*Page text*:
──────────

THE DECLINE AND FALL OF THE CHURCH OF ENGLAND

COMMENTARY

by David W. Virtue, DD

January 10, 2025

 

By any measurable standard, the Church of England is a spent force.

 

While all the appearances of vitality are still in place - two archbishops, the Lord’s Spiritual, the money, the power, (but with increasingly less prestige); the CofE on the global Anglican stage is no longer relevant.

 

That a dozen or more global, mainly Africa archbishops who represent nearly 80 percent of the communion no longer recognize the Archbishop of Canterbury as primus inter pares, or even as their spiritual leader, speaks volumes.

 

Church of England archbishops, guilty of failing to safeguard the church from predatory priests and laity are falling out ecclesiastical windows like bad fruit off a tree. Justin Welby, George Carey, John Sentamu have all gone and by any measure so should Stephen Cottrell, probably the worst offender of all if the stories of his failed safeguarding are true. But he loves the power, as he steps in to temporarily take over now that Welby is out the door. The smell and lure of power is far too enticing to listen to naysayers who believe he should go.

 

He's a little man with the enigmatic smile of a cottonmouth snake let loose in a country garden; Cottrell will charm his way into his new job trying to please everybody, but in the end pleasing nobody. Mercifully his tenure will be short-lived as the church seeks a permanent replacement for Welby.

 

The British are masters at saying nothing brilliantly. No nation on earth can take the English language to heights of obfuscation like the British. For example, Archbishop Cottrell can take the word discipleship (a favorite word of his) and twist it in any direction he wants it to go and fudge it. He can make it mean whatever he wants it to mean, and people will nod wisely as though they understood and approved what he was talking about.

──────────

*Dataset entries*:
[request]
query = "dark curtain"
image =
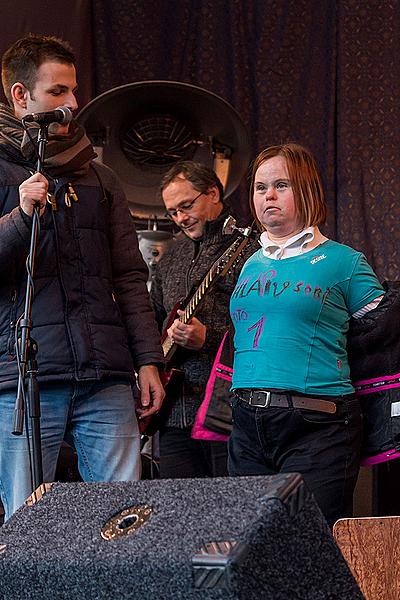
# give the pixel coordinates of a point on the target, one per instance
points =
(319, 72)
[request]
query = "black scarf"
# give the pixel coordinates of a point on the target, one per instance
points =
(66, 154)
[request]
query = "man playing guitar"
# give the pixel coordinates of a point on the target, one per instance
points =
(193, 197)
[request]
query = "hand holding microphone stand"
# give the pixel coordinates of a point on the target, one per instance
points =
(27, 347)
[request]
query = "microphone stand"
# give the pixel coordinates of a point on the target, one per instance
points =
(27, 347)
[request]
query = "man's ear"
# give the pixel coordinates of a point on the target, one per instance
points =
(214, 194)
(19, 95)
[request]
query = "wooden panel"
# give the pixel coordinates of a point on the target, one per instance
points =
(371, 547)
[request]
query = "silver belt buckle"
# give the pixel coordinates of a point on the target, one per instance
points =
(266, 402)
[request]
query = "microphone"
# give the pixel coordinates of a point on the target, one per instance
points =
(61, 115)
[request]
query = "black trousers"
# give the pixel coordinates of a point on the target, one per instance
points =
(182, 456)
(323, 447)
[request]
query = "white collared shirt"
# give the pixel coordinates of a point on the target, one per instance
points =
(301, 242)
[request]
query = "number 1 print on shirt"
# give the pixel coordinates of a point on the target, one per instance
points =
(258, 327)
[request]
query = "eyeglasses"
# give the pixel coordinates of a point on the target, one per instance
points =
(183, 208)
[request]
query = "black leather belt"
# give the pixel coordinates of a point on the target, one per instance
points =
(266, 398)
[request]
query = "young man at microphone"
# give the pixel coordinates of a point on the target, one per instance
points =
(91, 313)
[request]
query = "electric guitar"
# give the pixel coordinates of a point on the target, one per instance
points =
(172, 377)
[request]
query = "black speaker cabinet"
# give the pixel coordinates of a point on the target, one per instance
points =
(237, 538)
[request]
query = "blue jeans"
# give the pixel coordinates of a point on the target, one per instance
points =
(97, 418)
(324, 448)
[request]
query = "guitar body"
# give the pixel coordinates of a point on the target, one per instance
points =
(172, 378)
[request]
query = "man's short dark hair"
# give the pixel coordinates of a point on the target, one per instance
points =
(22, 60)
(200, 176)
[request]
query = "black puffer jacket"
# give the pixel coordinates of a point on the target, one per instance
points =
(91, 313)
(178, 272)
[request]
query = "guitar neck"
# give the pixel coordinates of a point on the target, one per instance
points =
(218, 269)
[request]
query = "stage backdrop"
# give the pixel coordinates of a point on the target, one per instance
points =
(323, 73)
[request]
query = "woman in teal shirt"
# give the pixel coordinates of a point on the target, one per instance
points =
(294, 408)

──────────

*Request*: From the commentary on the Church of England, retype everything from "Church of England archbishops, guilty" down to "replacement for Welby.". The rows have nothing to do with this work.

*Response to the exercise*:
Church of England archbishops, guilty of failing to safeguard the church from predatory priests and laity are falling out ecclesiastical windows like bad fruit off a tree. Justin Welby, George Carey, John Sentamu have all gone and by any measure so should Stephen Cottrell, probably the worst offender of all if the stories of his failed safeguarding are true. But he loves the power, as he steps in to temporarily take over now that Welby is out the door. The smell and lure of power is far too enticing to listen to naysayers who believe he should go.

 

He's a little man with the enigmatic smile of a cottonmouth snake let loose in a country garden; Cottrell will charm his way into his new job trying to please everybody, but in the end pleasing nobody. Mercifully his tenure will be short-lived as the church seeks a permanent replacement for Welby.